-------- Passage to read --------

IIRC, IBM wanted an OS and a BASIC interpreter. They went to MS for
MS-BASIC, and said, "By the way, do you have an OS?" MS purchased QDOS
from some other guy, then licensed it to IBM.
The other guy started b*tching because he only got the one flat fee
instead of all those licensing fees, but hey, he's the one who signed
the deal.
> Sure, nobody forces web developers to use IE-specific extensions. Yet
> 90% of all websites work properly only if you use IE.
Have you surfed the Web recently? I haven't used IE in years. I've
been using Firefox and, more recently, Chrome, and I can't remember the
last time I had a page display incorrectly.
Granted, there are pages that check the useragent string, and then give
you a *message* saying they might not work properly... but then they
proceed to work properly.
> The way I heard it, it was more like "you will agree to these terms or
> you can't have our product".
Yeah, that's called a "license."
> Yeah, well, when car manufacturers lobby the government saying "people
> aren't buying as many cars as they used to; I think we should get
> government subsidies", people just laugh and say "no". When Microsoft
> lobbies for something, people seem to think they have a point.

--------

Problems to solve:
1) Answer these questions from the post.
(a) What two things did IBM want?
(b) Which browsers has the writer been using instead of IE?
(c) What does the writer call an arrangement of the form "you will agree to these terms or you can't have our product"?
2) Echo the post word for word, from "Granted, there are" up to and including "have a point.".

-------- Entries supplied --------

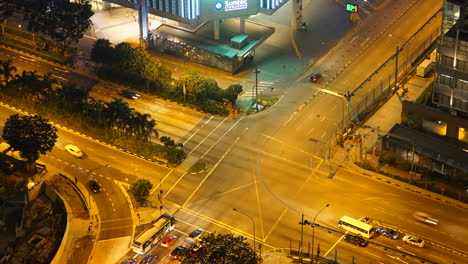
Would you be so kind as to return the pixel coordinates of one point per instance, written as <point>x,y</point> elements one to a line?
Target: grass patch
<point>199,166</point>
<point>31,49</point>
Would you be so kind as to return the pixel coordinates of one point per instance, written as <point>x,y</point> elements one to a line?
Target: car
<point>169,240</point>
<point>177,251</point>
<point>196,249</point>
<point>216,255</point>
<point>314,77</point>
<point>129,261</point>
<point>74,150</point>
<point>356,240</point>
<point>94,186</point>
<point>415,241</point>
<point>194,235</point>
<point>425,218</point>
<point>129,94</point>
<point>387,232</point>
<point>150,259</point>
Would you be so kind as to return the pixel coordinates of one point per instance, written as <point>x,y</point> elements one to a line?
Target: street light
<point>398,50</point>
<point>313,231</point>
<point>89,193</point>
<point>256,87</point>
<point>253,225</point>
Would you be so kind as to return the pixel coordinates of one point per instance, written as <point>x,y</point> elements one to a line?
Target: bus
<point>153,235</point>
<point>356,226</point>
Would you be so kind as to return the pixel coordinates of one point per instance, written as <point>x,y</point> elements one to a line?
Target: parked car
<point>169,240</point>
<point>314,77</point>
<point>129,94</point>
<point>387,232</point>
<point>177,251</point>
<point>425,218</point>
<point>196,249</point>
<point>74,150</point>
<point>415,241</point>
<point>150,259</point>
<point>94,186</point>
<point>194,235</point>
<point>356,240</point>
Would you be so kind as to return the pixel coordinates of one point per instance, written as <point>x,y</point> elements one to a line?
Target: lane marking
<point>201,142</point>
<point>219,139</point>
<point>193,134</point>
<point>209,173</point>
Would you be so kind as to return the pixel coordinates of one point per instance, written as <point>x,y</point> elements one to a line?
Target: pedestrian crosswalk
<point>263,87</point>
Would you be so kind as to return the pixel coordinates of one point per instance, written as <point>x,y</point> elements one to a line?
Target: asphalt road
<point>272,166</point>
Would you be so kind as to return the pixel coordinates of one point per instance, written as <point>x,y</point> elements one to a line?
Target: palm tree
<point>7,70</point>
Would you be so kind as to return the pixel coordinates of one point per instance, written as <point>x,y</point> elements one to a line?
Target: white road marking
<point>201,142</point>
<point>198,130</point>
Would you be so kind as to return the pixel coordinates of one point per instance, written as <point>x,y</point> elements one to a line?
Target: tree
<point>30,135</point>
<point>7,71</point>
<point>222,248</point>
<point>140,189</point>
<point>63,20</point>
<point>102,52</point>
<point>232,92</point>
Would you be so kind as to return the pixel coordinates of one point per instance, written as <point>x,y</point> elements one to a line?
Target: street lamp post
<point>256,87</point>
<point>89,193</point>
<point>313,232</point>
<point>253,226</point>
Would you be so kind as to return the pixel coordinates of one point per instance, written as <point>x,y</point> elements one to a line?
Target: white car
<point>74,150</point>
<point>194,235</point>
<point>415,241</point>
<point>425,218</point>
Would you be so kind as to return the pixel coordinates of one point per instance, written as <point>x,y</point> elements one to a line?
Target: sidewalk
<point>77,243</point>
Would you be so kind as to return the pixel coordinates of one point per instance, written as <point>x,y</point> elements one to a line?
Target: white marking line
<point>289,119</point>
<point>209,173</point>
<point>324,134</point>
<point>329,92</point>
<point>60,69</point>
<point>161,181</point>
<point>334,245</point>
<point>219,139</point>
<point>58,77</point>
<point>437,257</point>
<point>373,254</point>
<point>207,136</point>
<point>198,130</point>
<point>26,58</point>
<point>364,42</point>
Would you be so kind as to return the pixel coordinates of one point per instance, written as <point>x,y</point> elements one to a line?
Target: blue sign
<point>218,5</point>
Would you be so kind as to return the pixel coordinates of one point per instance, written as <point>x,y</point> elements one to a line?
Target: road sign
<point>351,8</point>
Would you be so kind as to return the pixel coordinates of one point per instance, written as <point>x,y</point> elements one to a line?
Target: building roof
<point>428,145</point>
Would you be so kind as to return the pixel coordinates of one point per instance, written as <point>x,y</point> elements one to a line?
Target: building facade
<point>197,11</point>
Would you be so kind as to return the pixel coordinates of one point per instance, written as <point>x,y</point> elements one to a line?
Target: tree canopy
<point>30,135</point>
<point>140,189</point>
<point>64,21</point>
<point>221,249</point>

--------

Responses per task:
1)
(a) An OS and a BASIC interpreter.
(b) Firefox and, more recently, Chrome.
(c) A "license."

2)
Granted, there are pages that check the useragent string, and then give
you a *message* saying they might not work properly... but then they
proceed to work properly.
> The way I heard it, it was more like "you will agree to these terms or
> you can't have our product".
Yeah, that's called a "license."
> Yeah, well, when car manufacturers lobby the government saying "people
> aren't buying as many cars as they used to; I think we should get
> government subsidies", people just laugh and say "no". When Microsoft
> lobbies for something, people seem to think they have a point.